=== Listed records ===

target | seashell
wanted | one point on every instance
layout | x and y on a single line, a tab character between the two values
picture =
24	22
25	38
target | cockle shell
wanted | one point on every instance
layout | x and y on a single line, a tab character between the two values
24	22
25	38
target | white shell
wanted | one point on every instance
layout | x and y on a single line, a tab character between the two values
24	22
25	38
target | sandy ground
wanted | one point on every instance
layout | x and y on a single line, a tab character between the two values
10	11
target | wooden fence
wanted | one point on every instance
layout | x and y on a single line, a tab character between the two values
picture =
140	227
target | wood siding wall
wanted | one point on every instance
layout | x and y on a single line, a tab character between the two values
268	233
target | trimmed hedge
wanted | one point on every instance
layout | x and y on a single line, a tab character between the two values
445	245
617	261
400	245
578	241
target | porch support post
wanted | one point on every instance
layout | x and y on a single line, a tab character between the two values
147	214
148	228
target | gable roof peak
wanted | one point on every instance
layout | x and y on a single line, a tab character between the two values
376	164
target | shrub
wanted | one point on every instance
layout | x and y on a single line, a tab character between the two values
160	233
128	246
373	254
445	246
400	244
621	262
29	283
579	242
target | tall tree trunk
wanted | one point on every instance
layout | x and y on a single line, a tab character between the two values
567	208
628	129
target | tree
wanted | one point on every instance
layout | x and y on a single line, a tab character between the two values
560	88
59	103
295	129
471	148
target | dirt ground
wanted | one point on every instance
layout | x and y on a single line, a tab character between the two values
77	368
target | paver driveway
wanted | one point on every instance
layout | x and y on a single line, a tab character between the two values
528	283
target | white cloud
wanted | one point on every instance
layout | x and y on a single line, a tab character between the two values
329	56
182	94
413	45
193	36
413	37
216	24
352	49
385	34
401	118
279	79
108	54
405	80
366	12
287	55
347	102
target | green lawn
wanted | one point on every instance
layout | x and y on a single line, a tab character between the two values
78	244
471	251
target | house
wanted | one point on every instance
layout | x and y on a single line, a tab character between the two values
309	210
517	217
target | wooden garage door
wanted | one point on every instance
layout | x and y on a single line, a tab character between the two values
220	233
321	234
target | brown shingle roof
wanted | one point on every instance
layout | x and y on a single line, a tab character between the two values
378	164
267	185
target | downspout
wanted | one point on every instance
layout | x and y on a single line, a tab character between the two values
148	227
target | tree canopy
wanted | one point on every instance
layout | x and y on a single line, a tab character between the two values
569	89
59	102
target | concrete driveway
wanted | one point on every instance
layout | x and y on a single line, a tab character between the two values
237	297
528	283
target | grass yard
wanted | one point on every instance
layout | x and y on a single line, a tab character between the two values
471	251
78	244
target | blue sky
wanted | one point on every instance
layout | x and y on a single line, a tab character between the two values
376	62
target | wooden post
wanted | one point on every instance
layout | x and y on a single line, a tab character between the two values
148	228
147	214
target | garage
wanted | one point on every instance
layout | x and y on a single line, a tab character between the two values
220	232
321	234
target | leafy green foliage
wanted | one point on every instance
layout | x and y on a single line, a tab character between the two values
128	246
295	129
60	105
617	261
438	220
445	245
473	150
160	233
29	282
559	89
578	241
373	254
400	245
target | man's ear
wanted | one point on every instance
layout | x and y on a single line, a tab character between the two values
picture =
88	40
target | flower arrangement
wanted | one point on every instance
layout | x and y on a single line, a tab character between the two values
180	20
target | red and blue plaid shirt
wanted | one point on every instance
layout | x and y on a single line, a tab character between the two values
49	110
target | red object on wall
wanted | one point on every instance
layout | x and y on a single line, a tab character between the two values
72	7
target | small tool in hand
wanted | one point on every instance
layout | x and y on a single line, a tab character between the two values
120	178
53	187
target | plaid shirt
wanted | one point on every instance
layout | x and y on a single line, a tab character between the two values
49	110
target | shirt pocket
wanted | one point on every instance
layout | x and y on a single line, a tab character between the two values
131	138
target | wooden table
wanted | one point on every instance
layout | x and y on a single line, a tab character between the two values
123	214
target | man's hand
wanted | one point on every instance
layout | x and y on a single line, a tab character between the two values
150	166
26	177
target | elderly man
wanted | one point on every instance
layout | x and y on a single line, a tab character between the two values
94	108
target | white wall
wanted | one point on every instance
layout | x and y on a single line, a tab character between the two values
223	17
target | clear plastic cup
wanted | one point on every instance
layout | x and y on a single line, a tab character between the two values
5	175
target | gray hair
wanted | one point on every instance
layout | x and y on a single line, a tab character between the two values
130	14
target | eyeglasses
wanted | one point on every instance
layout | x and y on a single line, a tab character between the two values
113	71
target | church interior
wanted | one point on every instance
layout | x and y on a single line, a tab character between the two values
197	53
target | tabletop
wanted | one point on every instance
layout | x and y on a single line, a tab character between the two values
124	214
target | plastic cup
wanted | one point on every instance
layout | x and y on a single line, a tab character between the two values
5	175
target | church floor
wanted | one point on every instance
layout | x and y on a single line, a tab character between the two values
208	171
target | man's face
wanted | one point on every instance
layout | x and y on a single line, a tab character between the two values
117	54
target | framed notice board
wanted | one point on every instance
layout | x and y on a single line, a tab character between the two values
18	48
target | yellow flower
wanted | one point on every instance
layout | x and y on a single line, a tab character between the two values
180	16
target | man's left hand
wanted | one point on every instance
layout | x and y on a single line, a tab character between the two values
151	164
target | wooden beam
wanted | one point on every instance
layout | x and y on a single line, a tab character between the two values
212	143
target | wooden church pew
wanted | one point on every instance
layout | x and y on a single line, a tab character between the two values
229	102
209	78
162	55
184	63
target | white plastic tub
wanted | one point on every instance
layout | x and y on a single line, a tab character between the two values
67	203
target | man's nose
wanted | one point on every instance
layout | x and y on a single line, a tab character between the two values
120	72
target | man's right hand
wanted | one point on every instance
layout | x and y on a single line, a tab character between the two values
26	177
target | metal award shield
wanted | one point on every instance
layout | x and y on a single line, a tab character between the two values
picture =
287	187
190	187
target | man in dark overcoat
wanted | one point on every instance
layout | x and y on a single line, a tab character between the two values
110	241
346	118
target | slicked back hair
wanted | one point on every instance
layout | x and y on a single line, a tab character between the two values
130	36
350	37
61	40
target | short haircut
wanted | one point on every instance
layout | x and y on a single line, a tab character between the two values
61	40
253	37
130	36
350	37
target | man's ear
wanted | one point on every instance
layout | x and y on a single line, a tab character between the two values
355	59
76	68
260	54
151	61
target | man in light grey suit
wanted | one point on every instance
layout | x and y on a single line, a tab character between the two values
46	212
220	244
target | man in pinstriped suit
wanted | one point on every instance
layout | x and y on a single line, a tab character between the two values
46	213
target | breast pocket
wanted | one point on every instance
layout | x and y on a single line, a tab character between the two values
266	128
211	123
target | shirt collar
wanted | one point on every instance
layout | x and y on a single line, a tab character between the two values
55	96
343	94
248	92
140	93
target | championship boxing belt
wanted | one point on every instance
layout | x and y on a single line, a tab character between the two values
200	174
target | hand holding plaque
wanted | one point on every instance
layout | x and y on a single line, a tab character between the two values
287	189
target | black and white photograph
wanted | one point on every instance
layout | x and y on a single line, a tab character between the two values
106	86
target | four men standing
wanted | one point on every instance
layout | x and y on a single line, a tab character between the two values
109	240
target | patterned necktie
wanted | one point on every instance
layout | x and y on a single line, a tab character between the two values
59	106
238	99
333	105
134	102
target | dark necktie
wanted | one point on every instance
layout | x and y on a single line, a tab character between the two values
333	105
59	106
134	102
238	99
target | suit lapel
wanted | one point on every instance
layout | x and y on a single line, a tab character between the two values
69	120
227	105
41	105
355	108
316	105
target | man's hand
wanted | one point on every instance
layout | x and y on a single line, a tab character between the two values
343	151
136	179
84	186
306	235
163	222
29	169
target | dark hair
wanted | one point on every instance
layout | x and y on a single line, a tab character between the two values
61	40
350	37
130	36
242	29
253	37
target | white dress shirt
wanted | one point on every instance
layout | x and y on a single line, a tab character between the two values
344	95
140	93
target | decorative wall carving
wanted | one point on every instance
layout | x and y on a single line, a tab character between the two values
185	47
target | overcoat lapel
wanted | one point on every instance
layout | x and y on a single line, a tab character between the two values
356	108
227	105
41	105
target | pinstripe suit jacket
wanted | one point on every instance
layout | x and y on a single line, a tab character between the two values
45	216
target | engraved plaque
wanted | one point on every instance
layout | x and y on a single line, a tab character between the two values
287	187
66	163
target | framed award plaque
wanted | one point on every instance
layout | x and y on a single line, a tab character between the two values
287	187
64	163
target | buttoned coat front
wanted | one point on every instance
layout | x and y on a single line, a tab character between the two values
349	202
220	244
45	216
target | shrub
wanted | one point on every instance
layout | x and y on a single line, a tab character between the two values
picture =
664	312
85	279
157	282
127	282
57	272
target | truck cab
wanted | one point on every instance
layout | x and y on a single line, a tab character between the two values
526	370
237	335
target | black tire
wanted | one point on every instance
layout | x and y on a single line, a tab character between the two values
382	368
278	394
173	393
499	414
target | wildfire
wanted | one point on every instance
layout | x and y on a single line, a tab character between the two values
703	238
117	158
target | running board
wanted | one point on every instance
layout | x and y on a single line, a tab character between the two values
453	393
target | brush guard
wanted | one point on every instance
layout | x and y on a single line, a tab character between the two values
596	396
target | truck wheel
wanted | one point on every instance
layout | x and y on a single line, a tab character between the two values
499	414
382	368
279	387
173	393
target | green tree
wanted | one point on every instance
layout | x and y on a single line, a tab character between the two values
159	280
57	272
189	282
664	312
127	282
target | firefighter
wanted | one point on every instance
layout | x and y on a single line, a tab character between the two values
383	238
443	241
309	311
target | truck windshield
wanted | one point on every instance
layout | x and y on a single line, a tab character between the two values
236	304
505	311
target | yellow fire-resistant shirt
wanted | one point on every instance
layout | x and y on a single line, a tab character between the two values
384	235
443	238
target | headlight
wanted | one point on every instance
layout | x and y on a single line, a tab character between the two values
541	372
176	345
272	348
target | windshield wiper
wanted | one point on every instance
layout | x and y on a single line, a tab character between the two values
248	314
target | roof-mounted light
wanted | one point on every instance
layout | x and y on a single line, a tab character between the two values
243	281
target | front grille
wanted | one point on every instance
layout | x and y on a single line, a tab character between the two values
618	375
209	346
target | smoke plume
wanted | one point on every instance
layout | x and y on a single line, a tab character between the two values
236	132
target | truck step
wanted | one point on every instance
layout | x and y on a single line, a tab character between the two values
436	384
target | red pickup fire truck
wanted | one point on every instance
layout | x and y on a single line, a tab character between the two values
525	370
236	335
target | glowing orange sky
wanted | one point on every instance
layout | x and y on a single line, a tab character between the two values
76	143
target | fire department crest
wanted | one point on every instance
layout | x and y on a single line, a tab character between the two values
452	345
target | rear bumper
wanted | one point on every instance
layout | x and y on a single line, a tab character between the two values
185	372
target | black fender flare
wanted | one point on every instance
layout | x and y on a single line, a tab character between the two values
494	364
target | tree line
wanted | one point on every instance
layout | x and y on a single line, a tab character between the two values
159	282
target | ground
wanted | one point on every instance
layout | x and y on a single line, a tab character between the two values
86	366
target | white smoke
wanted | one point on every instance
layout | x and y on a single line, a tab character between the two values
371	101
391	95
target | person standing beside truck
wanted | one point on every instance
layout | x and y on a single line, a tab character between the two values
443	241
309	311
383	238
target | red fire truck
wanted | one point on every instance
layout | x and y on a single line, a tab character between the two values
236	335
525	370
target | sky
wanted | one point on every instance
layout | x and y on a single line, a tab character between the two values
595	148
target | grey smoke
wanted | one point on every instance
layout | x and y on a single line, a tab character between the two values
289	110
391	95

===

#### [Assignment]
The response must consist solely of the lines from the top of the records through the line holding "target | trimmed hedge", copied word for word.

#### [Answer]
target | seashell
wanted | one point on every instance
layout | x and y on a single line, a tab character between the two values
picture =
24	22
25	38
target | cockle shell
wanted | one point on every instance
layout | x and y on a single line, a tab character between the two values
24	22
25	38
target | white shell
wanted | one point on every instance
layout | x and y on a single line, a tab character between the two values
24	22
25	38
target | sandy ground
wanted | one point on every instance
layout | x and y on a single line, a tab character between the two values
10	11
target | wooden fence
wanted | one point on every instance
layout | x and y on a single line, a tab character between the two values
picture =
140	227
target | wood siding wall
wanted | one point on every instance
layout | x and y on a single line, a tab character between the two values
268	233
target | trimmed hedge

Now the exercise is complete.